Your objective:
Format the rows below as a JSON list of strings, with one string for each line and no blank lines. Leave the pictures out.

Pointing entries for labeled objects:
★ ★ ★ ★
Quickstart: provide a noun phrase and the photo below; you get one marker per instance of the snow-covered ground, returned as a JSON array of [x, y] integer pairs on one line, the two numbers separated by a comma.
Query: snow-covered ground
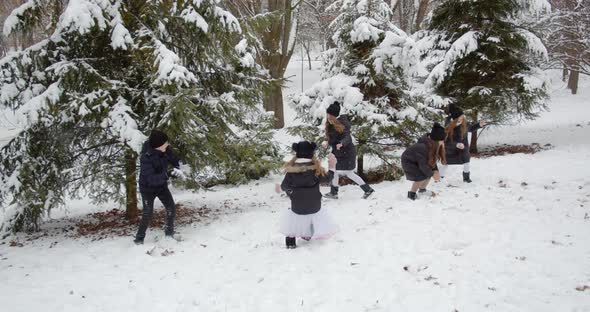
[[517, 239]]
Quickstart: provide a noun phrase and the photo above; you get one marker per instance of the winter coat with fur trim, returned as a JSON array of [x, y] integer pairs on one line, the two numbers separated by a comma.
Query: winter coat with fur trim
[[153, 176], [346, 155], [303, 187], [415, 161], [454, 155]]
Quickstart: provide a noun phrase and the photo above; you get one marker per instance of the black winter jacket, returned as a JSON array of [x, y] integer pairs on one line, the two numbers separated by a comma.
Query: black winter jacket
[[346, 155], [153, 176], [415, 161], [303, 187], [456, 156]]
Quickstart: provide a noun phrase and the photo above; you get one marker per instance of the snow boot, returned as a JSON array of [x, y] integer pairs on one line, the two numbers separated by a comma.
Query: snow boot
[[368, 190], [466, 177], [333, 193], [290, 242]]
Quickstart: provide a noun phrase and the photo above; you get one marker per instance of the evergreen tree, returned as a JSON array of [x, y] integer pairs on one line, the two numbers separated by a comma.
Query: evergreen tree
[[113, 70], [368, 72], [478, 56]]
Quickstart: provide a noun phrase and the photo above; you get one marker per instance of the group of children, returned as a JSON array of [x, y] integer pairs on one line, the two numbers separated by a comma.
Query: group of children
[[304, 174], [420, 161]]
★ ★ ★ ★
Written answer:
[
  "Quickstart: provide a noun phrase and the photo below; you get one marker per instance of the snow-covered ground, returned as a JSON array of [x, y] integer pairs on one line, the two numbers separated by a comma.",
  "Query: snow-covered ground",
  "[[517, 239]]",
  "Quickstart: provide a noun phrase and the photo above; you get one marker per instance of the winter coat with fur trim, returned as a JSON array of [x, y] integer pairs on one line, the two numbers separated by a comma.",
  "Query: winter coat with fur trim",
  "[[153, 176], [346, 155], [303, 187], [415, 161], [454, 155]]",
  "Quickstart: provide a noun phrase and the photo above; you get one marker per instance of the black winter jacket, returned as a JSON array of [x, y] integer pairs on one line, the two numbers separated by a comma.",
  "Query: black winter jacket",
  "[[346, 155], [153, 176], [415, 161], [303, 187], [456, 156]]",
  "Quickstart: provide a noun phrase and the photo above; you get one marker per instance of the snow boot, returned as a JSON array of [x, y] integer pairs on one line, the two numbers separated by a comma.",
  "Query: snow boot",
  "[[368, 190], [466, 177], [333, 193], [290, 242]]",
  "Quickstart: provide a noun phrase and the photo above; you get one marker per instance of the evergreen tree, returned as a JSON array of [x, y] integer pairs on one line, the two numbers separated by a comma.",
  "Query: evergreen tree",
  "[[113, 70], [368, 72], [478, 56]]",
  "Quickstart: provide a noun phrase and the photo above; you get one marker per instance of the group of children, returned as a JSON array of [x, y] integer pairs on one line, the two numbers separated by a comma.",
  "Query: group of children",
  "[[304, 174], [420, 161]]"
]